#### TASK OBJECTIVE:
Please format the lines from the one containing "I'd be grateful if you could outline the wood plank" up to and including the one containing "[567,262,633,310]" as a JSON list of strings, one string per line, leaving out blank lines.

#### DATA LISTING:
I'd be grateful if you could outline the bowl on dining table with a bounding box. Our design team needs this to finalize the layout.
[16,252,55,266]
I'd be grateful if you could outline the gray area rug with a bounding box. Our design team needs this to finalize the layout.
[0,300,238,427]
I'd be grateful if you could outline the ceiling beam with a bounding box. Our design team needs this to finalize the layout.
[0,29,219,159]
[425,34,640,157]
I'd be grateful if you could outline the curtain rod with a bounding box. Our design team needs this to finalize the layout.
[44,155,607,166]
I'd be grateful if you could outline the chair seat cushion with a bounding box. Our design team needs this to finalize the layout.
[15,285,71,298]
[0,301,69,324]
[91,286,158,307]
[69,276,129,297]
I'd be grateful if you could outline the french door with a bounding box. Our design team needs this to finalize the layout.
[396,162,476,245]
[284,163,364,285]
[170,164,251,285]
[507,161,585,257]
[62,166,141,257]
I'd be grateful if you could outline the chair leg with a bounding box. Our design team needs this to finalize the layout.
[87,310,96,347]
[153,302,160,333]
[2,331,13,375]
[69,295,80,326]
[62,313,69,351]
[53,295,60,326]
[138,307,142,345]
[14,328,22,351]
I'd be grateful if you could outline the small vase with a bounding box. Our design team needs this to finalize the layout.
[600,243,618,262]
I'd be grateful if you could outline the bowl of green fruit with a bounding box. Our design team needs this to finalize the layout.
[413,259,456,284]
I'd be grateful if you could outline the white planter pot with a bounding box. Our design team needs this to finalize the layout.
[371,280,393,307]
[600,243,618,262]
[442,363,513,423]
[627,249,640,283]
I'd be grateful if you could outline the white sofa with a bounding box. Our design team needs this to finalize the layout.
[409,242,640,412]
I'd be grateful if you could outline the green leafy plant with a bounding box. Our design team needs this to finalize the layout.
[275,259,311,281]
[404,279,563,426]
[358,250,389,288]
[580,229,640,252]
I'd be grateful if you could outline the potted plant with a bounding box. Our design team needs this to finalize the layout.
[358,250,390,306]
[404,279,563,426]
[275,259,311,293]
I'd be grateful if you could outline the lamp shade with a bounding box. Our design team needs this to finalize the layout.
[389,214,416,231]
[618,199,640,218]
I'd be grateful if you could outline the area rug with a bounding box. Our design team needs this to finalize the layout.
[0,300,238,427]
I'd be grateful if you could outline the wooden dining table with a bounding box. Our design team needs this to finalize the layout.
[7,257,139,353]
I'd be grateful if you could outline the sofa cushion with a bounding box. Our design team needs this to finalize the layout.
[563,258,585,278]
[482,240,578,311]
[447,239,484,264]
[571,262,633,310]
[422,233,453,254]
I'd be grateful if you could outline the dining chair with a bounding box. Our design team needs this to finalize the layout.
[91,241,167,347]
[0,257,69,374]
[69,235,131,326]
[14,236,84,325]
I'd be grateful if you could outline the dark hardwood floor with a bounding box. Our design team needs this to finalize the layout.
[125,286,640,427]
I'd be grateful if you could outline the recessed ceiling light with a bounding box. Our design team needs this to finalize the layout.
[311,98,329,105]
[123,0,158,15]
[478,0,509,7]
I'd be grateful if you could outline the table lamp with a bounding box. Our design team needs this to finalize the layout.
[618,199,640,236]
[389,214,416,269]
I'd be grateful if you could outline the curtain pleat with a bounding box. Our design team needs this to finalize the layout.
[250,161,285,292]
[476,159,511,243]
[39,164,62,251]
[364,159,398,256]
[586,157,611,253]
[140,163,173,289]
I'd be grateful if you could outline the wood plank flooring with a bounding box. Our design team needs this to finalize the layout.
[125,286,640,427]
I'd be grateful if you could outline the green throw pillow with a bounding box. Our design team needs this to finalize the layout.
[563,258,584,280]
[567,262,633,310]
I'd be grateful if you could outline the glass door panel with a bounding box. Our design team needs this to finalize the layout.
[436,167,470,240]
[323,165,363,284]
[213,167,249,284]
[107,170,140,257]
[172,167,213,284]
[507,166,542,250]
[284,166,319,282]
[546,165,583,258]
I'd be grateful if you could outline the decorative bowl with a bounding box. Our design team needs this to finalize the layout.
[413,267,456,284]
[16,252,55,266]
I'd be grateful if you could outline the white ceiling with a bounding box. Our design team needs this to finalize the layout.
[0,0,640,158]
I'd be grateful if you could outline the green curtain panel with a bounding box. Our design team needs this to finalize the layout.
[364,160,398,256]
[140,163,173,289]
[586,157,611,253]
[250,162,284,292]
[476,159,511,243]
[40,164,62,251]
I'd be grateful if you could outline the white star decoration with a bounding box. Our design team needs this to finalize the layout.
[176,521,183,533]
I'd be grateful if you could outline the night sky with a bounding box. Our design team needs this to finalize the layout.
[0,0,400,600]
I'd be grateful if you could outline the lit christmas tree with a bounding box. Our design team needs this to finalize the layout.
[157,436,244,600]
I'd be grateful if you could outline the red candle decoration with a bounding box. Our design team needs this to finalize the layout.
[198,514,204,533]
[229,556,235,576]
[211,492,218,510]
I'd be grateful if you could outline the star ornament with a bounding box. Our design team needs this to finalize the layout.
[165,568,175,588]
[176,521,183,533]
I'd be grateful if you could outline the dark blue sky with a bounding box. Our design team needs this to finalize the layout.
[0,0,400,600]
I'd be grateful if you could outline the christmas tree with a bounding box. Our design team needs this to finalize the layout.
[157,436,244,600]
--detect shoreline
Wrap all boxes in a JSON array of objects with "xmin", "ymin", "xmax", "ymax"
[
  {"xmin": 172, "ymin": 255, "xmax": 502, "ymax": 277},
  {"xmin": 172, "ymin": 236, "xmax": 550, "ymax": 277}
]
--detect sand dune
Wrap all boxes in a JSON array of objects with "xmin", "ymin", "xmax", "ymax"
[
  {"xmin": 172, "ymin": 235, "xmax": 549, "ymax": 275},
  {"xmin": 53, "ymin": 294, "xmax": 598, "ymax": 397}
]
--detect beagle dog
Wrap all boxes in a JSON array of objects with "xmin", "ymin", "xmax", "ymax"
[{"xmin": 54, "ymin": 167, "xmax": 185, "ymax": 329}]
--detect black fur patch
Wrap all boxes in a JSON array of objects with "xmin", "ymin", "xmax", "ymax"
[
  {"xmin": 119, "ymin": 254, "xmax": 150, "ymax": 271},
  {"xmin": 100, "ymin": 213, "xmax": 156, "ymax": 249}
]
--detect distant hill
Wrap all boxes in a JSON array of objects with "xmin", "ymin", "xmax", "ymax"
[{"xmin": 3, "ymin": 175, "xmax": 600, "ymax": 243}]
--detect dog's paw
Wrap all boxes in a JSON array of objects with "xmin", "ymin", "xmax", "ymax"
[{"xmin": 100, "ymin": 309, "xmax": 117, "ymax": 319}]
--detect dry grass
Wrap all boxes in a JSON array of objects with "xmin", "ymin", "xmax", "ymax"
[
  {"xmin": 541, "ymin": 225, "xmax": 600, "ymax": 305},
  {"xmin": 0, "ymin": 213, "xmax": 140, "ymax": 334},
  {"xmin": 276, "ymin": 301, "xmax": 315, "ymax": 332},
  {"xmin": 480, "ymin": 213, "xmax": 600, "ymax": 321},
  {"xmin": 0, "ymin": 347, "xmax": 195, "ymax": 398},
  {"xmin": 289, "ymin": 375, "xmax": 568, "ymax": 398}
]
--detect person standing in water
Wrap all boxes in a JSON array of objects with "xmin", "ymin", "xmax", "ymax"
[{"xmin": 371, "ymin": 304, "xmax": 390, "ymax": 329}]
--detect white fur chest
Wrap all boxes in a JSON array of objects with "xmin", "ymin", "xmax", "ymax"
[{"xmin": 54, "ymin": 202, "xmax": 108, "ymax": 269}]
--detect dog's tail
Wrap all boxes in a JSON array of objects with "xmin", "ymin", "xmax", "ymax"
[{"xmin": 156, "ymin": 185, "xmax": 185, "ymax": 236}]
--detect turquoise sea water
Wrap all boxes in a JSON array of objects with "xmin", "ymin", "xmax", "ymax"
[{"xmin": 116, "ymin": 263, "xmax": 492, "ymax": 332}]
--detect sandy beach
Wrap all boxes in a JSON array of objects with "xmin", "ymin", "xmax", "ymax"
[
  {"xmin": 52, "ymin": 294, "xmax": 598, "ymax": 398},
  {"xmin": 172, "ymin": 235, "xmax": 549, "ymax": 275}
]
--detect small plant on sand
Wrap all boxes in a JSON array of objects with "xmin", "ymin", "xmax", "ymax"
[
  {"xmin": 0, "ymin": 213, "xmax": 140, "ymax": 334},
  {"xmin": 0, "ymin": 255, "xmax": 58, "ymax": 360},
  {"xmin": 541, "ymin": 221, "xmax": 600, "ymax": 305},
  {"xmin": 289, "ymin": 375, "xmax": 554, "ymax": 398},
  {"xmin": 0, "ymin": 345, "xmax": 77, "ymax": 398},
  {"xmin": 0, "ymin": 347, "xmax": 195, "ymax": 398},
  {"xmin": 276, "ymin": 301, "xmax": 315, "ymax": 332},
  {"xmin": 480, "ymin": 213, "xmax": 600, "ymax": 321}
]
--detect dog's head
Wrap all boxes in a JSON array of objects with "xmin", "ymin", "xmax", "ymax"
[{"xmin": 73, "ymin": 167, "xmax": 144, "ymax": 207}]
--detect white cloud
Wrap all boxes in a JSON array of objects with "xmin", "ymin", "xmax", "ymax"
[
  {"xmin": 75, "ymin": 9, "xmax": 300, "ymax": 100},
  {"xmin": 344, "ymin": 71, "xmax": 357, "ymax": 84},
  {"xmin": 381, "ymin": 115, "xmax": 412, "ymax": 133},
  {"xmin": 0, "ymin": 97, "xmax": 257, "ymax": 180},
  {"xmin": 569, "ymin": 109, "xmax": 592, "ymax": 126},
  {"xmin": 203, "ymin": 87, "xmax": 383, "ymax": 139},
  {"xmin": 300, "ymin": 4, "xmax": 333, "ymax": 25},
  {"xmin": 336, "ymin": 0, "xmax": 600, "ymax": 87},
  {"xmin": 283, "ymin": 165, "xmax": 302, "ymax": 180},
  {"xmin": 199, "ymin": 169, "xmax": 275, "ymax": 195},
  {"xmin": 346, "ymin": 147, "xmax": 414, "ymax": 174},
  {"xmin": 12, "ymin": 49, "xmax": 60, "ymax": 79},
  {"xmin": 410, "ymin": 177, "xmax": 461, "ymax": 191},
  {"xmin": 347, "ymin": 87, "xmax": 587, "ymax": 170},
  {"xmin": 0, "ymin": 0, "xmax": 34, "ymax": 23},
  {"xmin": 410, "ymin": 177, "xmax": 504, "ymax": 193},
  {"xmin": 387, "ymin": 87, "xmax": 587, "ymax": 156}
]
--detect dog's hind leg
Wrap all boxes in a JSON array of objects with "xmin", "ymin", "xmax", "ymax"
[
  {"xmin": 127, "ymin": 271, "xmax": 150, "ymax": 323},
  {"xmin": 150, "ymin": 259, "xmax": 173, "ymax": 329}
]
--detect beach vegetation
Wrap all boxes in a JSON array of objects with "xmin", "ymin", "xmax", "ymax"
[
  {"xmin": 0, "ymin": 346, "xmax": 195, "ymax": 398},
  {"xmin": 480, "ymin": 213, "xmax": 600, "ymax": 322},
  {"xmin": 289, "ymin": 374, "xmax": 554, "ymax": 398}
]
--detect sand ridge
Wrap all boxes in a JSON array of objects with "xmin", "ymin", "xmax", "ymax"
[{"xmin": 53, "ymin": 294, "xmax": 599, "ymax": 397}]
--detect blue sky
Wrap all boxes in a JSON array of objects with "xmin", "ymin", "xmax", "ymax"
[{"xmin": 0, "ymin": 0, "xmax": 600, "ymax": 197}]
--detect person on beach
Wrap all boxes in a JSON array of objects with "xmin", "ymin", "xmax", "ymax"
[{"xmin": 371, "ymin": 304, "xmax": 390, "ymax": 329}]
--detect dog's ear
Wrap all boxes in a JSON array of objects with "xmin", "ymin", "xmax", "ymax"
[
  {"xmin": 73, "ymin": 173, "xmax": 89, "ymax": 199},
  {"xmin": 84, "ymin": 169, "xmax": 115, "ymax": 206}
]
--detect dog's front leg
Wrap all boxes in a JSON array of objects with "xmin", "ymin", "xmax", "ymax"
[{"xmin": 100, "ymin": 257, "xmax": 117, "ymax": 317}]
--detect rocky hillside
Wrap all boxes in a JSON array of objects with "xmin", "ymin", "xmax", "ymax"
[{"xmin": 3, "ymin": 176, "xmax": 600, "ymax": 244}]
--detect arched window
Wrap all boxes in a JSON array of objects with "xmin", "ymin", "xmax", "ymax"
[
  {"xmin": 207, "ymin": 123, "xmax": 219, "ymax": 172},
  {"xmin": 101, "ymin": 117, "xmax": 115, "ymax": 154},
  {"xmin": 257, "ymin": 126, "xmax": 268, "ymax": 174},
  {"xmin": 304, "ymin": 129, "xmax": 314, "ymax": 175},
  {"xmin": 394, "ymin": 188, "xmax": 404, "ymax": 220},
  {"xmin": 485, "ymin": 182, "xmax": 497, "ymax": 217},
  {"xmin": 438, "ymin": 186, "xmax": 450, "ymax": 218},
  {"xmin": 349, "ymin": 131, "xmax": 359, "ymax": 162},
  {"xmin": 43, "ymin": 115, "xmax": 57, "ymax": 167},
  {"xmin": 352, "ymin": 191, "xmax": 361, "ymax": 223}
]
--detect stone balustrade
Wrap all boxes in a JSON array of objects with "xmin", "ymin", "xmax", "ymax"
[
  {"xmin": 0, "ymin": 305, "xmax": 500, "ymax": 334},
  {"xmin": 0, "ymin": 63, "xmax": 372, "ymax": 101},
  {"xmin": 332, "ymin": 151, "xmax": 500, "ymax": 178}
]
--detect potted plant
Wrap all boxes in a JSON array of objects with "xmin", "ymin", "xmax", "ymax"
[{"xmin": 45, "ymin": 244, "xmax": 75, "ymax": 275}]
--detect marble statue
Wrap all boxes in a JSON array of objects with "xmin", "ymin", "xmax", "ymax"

#### RESULT:
[
  "I'd be grateful if you could outline the wood plank flooring with a bounding box. Our design team needs this to finalize the layout.",
  "[125,286,640,427]",
  "I'd be grateful if you could outline the green throw pillow with a bounding box. Our design team needs this to finalize the layout.",
  "[563,258,584,280]",
  "[567,262,633,310]"
]